*Page extract*

Because the ego was in danger of annihilation as a result of the impingements (intrusion or absence of mother) the “true self” (ego) of the individual needed to be protected. This protection came in the form of a false (compliant) self, which acted as a defensive organization. The net effect for the individual became a sense of futility and resignation to never being happy.

In the present, the individual expresses a longing for the important maternal connection that was not achieved in infancy. He/she often continues to seek for this connection in relationship after relationship. Recognition of the unmet desire, with the accompanying anger and pain, is the essential ingredient in the regression-to-dependence process.

In the normal process of psychological development, ego integration, which includes the resolution of the Oedipus complex, results in the developing child having a firm sense of self and the ability to experience his own identity whether he is alone or involved with others. For those individuals whose mother-infant relationship was impaired, normal ego integration did not occur. Instead, the individual’s sense of self is fractured. These individuals have a limited sense of separateness or identity when they are with others and often feel abandoned and bereft when alone. In order to function in the world, they often must split off their own emotions in an effort to find acceptance from others and a semblance of peace within themselves.

*Record extracts*

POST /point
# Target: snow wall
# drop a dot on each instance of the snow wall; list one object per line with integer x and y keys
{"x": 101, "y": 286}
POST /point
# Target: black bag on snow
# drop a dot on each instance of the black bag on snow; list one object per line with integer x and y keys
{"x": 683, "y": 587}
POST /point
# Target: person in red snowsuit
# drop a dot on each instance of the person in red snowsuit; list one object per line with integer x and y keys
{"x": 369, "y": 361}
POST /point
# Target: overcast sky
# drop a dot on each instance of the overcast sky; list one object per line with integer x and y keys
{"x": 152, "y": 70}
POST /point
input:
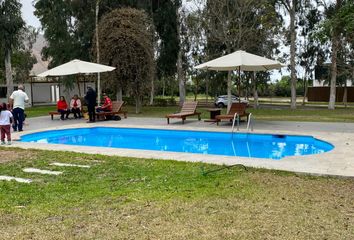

*Work instructions*
1/ In the passage on the false self, what is the essential ingredient in the regression-to-dependence process?
2/ Carry on the passage about the false self and ego integration, picking up after its final sentence.

*Task answers*
1/ The essential ingredient is recognition of the unmet desire, with the accompanying anger and pain.

2/
When the infant tried to achieve mastery over the failed maternal environment, he did so…by developing a defensive false-self organization, which enabled him to adapt to this environment. But the false self cannot ever reach the independence of maturity, for as Winnicott…has shown, there was no object (mother) who could offer a shared reality, only one based on a set of projections.
The mother-infant relationship based upon projections deprives the infant of having an object with whom to share his inner developing life. His rage and primitive agony result from the absence of this shared reality. This absence becomes more profound as there is no one to help him carry the rage and pain. Left to his own immature devices, the infant then drowns in his primitive emotions. These feelings are intolerable to the infant, and so the mechanism of the ego splits them off. Adults often report this experience as one of falling into a bottomless pit. It is absolute desolation.

Essential elements of regression-to-dependence (per Winnicott): 1) a safe and nurturing environment, 2) an analyst who is attuned (like a mother) to the patient’s true feelings, 3) a release of anger and frustration by the patient, 4) the patient’s movement toward independence, and 5) a sense of relief in the patient and a growing sense of self.

Winnicott: “The regression represents the…individual’s hope that certain aspects of the environment which failed originally may be relived, with the environment this time succeeding instead of failing.”

The ego of the infant is too immature to be able to gather into its control the anger and pain it experiences. These intense emotions must be split off until a later time when additional ego-support is available.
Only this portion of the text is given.